Aufgabe 1:
Zu welcher Gesamtfreiheitsstrafe hat das Landgericht den Angeklagten laut dem Urteilsauszug verurteilt?
Aufgabe 2:
Auf welche Punkte hat die Staatsanwaltschaft ihre Revision laut dem Urteilsauszug wirksam beschränkt? Nenne alle.
Aufgabe 3:
Führe den Urteilsauszug nach seiner letzten Zeile fort.

Instanzenzug: LG Oldenburg (Oldenburg) Az: 6 KLs 23/23 jug
Gründe
1Das Landgericht hat den Angeklagten unter Freispruch im Übrigen wegen Handeltreibens mit Betäubungsmitteln in nicht geringer Menge in drei Fällen, davon in einem Fall in Tateinheit mit Besitz von Betäubungsmitteln, sowie wegen Handeltreibens mit Betäubungsmitteln in neun Fällen zu einer Gesamtfreiheitsstrafe von drei Jahren und sechs Monaten verurteilt. Daneben hat es die Einziehung von Betäubungsmitteln und Cannabisprodukten sowie des Wertes von Taterträgen gegen den Angeklagten in Höhe von 8.460 €, davon in Höhe von 8.000 € als Gesamtschuldner mit dem ebenfalls wegen Betäubungsmitteldelikten verurteilten Mitangeklagten M. , angeordnet. Die Staatsanwaltschaft beanstandet mit ihrer auf die Rügen der Verletzung formellen und materiellen Rechts gestützten, wirksam auf den Fall II. 93 der Urteilsgründe, die Gesamtstrafe sowie den Ausspruch über die Einziehung der diese Tat betreffenden Betäubungsmittel und Cannabisprodukte beschränkten Revision unter anderem die Beweiswürdigung der Strafkammer. Ihr vom Generalbundesanwalt vertretenes Rechtsmittel hat bereits mit der Sachrüge im vollen Umfang Erfolg; auf die Verfahrensrüge kommt es daher nicht an. Die auf die ausgeführte Sachrüge gestützte Revision des Angeklagten hat den aus der Urteilsformel ersichtlichen Teilerfolg; im Übrigen ist sein Rechtsmittel unbegründet.
I.

Datenteil:
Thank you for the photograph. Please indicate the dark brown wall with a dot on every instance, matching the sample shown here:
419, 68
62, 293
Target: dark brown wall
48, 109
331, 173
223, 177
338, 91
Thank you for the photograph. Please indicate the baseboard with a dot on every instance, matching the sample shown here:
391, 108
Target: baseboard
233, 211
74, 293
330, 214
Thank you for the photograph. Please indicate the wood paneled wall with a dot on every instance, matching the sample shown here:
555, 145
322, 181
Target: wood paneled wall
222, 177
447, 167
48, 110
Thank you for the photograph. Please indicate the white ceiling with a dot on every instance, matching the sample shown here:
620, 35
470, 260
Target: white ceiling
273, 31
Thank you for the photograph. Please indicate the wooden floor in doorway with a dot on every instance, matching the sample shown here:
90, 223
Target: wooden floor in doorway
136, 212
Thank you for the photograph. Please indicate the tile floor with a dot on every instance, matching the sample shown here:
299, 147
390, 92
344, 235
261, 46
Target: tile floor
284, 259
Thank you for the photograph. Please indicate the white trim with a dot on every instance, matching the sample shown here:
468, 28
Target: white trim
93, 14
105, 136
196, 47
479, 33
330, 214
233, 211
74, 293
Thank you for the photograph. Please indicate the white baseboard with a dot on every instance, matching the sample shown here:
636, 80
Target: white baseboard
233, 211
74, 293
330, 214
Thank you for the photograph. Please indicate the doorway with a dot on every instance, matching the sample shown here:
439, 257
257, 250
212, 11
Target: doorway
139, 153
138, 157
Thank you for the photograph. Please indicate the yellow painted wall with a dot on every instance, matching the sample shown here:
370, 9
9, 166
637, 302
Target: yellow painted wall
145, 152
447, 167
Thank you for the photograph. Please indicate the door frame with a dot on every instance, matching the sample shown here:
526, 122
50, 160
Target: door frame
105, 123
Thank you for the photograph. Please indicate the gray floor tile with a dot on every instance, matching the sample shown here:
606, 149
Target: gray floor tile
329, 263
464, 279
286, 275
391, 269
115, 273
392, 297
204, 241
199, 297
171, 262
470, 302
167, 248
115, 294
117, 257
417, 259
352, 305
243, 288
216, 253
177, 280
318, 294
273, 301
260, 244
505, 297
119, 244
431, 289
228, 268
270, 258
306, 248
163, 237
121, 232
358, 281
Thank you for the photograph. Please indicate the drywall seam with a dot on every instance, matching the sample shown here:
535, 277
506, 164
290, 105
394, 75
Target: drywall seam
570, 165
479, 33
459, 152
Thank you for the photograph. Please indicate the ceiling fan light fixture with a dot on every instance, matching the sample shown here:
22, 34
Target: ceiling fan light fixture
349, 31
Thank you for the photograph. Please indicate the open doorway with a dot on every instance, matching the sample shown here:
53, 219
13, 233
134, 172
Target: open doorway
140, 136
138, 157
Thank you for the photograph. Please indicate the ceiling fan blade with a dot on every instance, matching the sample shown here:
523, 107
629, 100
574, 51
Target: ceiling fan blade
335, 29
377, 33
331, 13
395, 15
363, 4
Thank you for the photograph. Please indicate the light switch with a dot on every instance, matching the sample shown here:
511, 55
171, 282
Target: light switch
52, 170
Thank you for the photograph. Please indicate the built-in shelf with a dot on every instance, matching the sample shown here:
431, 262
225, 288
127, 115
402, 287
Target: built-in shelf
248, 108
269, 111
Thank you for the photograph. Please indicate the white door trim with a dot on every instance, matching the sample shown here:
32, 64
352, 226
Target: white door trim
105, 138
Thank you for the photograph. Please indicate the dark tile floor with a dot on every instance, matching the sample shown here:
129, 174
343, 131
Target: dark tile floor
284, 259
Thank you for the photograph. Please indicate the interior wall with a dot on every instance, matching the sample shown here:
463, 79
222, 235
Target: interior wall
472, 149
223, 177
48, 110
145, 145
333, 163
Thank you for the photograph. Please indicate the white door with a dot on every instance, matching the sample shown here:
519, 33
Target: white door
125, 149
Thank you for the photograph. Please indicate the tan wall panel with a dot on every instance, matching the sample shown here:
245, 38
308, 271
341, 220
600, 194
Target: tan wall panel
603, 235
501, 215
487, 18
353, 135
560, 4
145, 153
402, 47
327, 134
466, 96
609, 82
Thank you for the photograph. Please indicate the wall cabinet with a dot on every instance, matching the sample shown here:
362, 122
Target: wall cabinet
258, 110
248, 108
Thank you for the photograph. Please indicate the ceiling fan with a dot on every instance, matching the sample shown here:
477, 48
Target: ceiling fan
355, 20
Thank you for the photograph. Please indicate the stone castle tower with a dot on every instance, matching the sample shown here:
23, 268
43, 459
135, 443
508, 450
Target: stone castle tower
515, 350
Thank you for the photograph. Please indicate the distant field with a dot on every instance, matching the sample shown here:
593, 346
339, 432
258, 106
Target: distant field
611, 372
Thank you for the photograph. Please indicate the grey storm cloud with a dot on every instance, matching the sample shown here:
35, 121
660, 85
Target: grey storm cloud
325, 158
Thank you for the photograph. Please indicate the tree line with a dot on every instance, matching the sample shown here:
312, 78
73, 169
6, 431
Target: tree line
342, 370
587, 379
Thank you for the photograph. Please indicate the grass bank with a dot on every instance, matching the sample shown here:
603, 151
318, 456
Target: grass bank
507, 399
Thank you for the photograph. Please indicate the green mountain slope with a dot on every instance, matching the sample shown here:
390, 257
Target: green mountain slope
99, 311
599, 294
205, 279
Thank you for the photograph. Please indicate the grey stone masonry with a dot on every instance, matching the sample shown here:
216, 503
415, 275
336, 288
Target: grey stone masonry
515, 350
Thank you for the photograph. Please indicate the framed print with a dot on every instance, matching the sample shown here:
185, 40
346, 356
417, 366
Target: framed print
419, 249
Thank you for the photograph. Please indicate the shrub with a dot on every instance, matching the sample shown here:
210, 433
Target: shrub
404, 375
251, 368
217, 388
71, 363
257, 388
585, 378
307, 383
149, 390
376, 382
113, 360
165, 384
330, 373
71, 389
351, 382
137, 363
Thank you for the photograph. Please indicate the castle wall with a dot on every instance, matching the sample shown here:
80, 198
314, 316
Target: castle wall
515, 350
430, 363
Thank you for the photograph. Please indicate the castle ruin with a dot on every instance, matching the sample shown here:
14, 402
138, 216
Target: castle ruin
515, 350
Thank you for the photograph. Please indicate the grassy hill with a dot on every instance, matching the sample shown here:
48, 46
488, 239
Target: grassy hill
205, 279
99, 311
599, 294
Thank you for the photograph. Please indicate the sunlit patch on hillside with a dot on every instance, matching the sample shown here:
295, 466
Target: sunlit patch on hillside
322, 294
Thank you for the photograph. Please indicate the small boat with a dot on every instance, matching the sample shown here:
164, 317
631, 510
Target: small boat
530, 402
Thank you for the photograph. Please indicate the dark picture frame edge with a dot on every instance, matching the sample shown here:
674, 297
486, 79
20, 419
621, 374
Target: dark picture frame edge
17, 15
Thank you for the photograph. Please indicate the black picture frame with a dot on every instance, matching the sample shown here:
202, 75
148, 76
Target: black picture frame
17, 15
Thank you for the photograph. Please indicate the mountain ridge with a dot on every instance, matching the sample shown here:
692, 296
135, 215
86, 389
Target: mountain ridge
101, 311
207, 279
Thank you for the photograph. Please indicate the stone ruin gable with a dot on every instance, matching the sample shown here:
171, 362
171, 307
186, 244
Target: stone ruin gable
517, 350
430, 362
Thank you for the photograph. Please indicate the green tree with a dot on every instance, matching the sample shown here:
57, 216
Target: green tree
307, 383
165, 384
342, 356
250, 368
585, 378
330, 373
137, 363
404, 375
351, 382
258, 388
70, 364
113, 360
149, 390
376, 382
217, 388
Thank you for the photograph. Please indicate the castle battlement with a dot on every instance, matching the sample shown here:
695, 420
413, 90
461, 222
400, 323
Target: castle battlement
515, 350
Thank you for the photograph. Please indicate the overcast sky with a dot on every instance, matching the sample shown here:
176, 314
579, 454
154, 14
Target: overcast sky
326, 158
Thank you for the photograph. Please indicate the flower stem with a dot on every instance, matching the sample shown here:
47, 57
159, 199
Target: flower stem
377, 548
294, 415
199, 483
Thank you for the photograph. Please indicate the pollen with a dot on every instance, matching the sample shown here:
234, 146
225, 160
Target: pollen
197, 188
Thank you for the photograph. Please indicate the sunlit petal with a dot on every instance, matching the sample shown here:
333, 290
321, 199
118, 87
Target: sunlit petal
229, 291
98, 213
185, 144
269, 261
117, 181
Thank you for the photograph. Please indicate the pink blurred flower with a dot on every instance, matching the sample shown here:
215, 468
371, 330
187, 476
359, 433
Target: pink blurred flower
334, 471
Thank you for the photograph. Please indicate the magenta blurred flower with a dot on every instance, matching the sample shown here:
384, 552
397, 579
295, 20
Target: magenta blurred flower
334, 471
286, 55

Antwort 1:
Zu drei Jahren und sechs Monaten.

Antwort 2:
- den Fall II. 93 der Urteilsgründe
- die Gesamtstrafe
- den Ausspruch über die Einziehung der diese Tat betreffenden Betäubungsmittel und Cannabisprodukte

Antwort 3:
21. Das Landgericht hat folgende Feststellungen getroffen:
3Der Angeklagte fasste mit dem Mitangeklagten M. den Entschluss, im bewussten und gewollten Zusammenwirken, teilweise aufgrund eines gemeinsamen Tatplans, Marihuana, Haschisch, Kokain und MDMA gewinnbringend zu veräußern, um sich hierdurch eine dauerhafte Einnahmequelle von einigem Umfang zu verschaffen. Um das Cannabis und die Betäubungsmittel, die durchweg von durchschnittlicher Qualität waren, möglichst konspirativ an die Konsumenten zu verkaufen, nutzte der Angeklagte zwei von ihm betriebene Lokale. Im Einzelnen kam es zu folgenden Taten:
4a) Der Angeklagte, der Mitangeklagte M. sowie ein gesondert Verfolgter erwarben im Mai oder Juni 2022 ein Kilogramm Marihuana. Dieses veräußerten der Angeklagte und der Mitangeklagte anschließend gewinnbringend zum Verkaufspreis von acht Euro pro Gramm an verschiedene Abnehmer. Hierdurch nahmen die beiden insgesamt 8.000 € ein (Tat II. 70 der Urteilsgründe).
5b) Im Zeitraum von Juli bis November 2022 verkaufte der Angeklagte an einen gesondert Verfolgten in sechs Fällen an sechs verschiedenen Tagen jeweils 3,5 Gramm Marihuana zum Preis von jeweils 40 €. Insgesamt erzielte er einen Erlös von 240 € (Taten II. 72 bis 77 der Urteilsgründe). Soweit ihm fünf weitere Fälle der Veräußerung von Marihuana zur Last gelegt worden sind, hat die Strafkammer ihn aus tatsächlichen Gründen freigesprochen.
6c) Am verkaufte der Angeklagte über einen Mittelsmann an zwei Personen jeweils 0,5 Gramm Kokain, wodurch er insgesamt 80 € vereinnahmte (Taten II. 89 und 90 der Urteilsgründe).
7d) Am veräußerte der Angeklagte an einen Abnehmer 2,5 Gramm Kokain zum Preis von 140 € (Tat II. 92der Urteilsgründe).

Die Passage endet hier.